**Extract:**
More on the Bondil saga
Someone was asking whether public money goes into the Museum of Fine Arts. This piece on how Nathalie Bondil was told her contract would be renewed, shortly before she was sacked, mentions the museum gets $14 million a year from Quebec.
La Presse’s Marc Cassivi gets into the museum’s toxic atmosphere as a workplace and asks whether Bondil’s firing was a brave gesture against workplace harassment, or a clearing of the decks to replace her with a patronage candidate, and concludes it could be both.
Update: Bondil denies the allegation of a toxic workplace.
Another update: More from Bondil in Le Devoir; on CTV; CBC’s account of the situation.
Blork 15:33 on 2020-07-14 Permalink
I don’t know anything about this specific situation, but I know that I have never, not once, heard of a toxic workplace in which the source of the toxin ever admitted it.
Kate 16:32 on 2020-07-14 Permalink
Oh I know, Blork. I simply posted the link, not implying I believe or disbelieve it.
jeather 17:15 on 2020-07-14 Permalink
There may also be a toxic workplace and it may be her fault and I’m sure that’s a good excuse but there is no way that’s the actual reason. The actual reason is that she refused to hire one of the Desmarais clan, wanting instead to hire someone with sufficient qualifications.
GC 19:49 on 2020-07-14 Permalink
I’m with jeather. She was hired in 2007 and it took fourteen years for her to make the workplace toxic? She might have made it toxic, but I highly doubt it would take that long. So, if she did, it’s been like that a really long time and the board has been looking the other way until now.

**Data provided:**

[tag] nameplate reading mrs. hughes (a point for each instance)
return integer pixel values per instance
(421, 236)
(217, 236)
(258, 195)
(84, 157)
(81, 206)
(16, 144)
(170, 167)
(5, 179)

**Task brief:**
Continue the blog post and comments about Nathalie Bondil's firing from the museum, starting right after its last comment.

**Result:**
Ian 21:36 on 2020-07-14 Permalink
Let’s say there really was a toxic work environment, that Bondil only got shown the door after making waves about a scion of the Desmarais clan is rather telling.
Seems like a lit of virtue signalling when they were really just looking for an excuse.
Sim 07:58 on 2020-07-15 Permalink
I’ve heard from an inside source that Mary-Dailey Desmarais was the best candidate for the job there was and that Bondil was not happy about her choice/friend not getting the job.
Chris 10:28 on 2020-07-15 Permalink
>it took fourteen years for her to make the workplace toxic? She might have made it toxic, but I highly doubt it would take that long.
It took longer than that for Harvey Weinstein to get shit-canned.
JP 10:39 on 2020-07-15 Permalink
It can take years and years from the genesis of a toxic environment to whispers of what might be going on to it being widely known but nothing happens to something finally happens. I can believe that.
It’s incredible the power some people can yield, and the type of harassment people are willing to inflict on other people.
MarcG 10:44 on 2020-07-15 Permalink
@Chris: I think what GC’s saying is that if person = bad it won’t take 14 years to make workplace = bad, rather than “I doubt it would take 14 years for a bad person to be fired” as it seems you understood.
Kate 10:46 on 2020-07-15 Permalink
Sim: every report says Desmarais came fourth among the people vying for the job.
Su 10:59 on 2020-07-15 Permalink
Wondering if the Desmarais’ donate more annually to the museum than the ~$15 000 000 that Quebec contributes.
Sim 11:06 on 2020-07-15 Permalink
@Kate Yes she did, but my friend who works at the museum says she was better than the “first choice”. Maybe the hiring process was skewed.
What nobody seems to care about is that Bondil was having two conflictual roles as “conservatrice” and GM. This isn’t a good way to manage a museum as it poses a conflit of interest.
Kate 17:51 on 2020-07-15 Permalink
Sim, whose fault was it that the two roles were allowed to be held by the same person? Surely the potential conflict of interest should have ruled out giving both jobs to one person right from the top.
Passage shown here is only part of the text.